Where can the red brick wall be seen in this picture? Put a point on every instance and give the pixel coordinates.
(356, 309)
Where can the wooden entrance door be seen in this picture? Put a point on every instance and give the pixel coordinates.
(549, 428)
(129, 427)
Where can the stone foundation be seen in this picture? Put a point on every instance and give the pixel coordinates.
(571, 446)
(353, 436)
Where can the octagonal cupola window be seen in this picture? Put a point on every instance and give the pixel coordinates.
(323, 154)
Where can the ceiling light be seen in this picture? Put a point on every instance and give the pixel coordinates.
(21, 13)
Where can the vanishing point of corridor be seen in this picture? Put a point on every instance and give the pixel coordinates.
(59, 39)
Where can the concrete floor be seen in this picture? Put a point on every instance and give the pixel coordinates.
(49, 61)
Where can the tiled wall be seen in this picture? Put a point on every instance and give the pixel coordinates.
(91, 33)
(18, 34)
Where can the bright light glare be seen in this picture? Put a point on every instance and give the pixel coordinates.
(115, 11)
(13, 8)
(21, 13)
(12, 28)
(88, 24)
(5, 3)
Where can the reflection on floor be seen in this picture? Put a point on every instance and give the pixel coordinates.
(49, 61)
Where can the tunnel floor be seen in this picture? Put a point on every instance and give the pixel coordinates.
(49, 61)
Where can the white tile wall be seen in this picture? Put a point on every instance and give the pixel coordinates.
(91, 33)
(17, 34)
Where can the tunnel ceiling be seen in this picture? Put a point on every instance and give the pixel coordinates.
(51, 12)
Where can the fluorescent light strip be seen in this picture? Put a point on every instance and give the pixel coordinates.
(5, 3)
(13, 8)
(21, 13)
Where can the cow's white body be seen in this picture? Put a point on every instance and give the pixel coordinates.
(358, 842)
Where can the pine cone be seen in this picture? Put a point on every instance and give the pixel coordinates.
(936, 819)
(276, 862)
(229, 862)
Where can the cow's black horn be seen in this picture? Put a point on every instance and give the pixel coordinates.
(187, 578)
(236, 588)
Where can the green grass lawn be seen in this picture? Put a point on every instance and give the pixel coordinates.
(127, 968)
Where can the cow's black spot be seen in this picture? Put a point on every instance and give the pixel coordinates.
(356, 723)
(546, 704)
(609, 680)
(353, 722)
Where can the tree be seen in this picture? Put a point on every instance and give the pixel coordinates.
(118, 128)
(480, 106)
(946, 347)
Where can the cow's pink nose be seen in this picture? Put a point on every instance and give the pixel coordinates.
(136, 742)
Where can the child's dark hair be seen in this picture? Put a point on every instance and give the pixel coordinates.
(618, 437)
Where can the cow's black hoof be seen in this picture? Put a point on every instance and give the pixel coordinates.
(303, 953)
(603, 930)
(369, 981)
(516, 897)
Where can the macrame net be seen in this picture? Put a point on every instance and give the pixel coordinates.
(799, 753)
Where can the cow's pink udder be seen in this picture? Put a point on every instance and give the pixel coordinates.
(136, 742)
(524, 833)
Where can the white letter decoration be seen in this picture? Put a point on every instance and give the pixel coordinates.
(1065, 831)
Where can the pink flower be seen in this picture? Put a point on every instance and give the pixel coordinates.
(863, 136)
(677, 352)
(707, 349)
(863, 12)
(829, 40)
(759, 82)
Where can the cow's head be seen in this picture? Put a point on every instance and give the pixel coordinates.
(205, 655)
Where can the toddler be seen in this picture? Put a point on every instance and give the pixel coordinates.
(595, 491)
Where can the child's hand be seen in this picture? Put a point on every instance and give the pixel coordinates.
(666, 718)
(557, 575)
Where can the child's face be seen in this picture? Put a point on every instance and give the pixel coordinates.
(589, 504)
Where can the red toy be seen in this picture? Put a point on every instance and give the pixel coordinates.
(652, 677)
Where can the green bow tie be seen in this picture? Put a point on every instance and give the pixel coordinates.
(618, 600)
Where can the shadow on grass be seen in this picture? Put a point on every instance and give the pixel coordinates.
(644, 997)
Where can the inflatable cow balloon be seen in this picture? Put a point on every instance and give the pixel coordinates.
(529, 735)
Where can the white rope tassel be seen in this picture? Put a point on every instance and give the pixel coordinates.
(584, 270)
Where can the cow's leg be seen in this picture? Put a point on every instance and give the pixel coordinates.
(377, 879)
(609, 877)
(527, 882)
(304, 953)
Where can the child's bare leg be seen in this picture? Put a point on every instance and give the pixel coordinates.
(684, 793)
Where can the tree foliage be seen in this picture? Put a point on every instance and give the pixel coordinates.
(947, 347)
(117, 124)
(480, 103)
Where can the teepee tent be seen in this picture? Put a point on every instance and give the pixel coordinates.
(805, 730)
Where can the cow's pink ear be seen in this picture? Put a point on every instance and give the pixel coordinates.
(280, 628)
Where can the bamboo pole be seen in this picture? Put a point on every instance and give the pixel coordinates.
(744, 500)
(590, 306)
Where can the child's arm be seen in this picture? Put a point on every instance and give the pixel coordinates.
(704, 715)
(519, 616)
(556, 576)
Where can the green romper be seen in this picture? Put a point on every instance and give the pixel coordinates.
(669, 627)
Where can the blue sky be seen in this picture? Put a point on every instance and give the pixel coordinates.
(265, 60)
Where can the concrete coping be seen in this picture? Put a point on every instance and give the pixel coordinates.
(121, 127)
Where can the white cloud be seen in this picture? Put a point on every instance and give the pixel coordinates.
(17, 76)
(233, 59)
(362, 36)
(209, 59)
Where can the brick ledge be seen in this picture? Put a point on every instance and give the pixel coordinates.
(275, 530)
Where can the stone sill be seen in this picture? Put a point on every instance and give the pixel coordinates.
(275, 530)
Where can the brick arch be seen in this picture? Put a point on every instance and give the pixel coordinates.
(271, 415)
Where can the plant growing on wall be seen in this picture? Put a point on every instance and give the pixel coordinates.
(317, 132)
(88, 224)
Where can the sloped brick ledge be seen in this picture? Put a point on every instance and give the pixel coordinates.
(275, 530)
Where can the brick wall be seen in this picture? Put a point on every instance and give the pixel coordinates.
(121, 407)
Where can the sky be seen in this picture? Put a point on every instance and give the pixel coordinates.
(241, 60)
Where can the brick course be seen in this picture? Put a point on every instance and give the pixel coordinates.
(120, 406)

■ ■ ■ ■ ■

* HOW TO COMPLETE THIS TASK *
Repeat only the stretch of lines starting at the one containing "Where can the sloped" and running to the final line of the entries above.

* SOLUTION FOR THIS TASK *
Where can the sloped brick ledge be seen in this picture? Put a point on every instance and give the pixel coordinates.
(275, 530)
Where can the brick wall be seen in this picture? Put a point on every instance and give the pixel coordinates.
(121, 407)
Where can the sky be seen in this picture? Put a point on every instance and give the pixel coordinates.
(241, 60)
Where can the brick course be seen in this picture? Put a point on every instance and give the pixel coordinates.
(120, 406)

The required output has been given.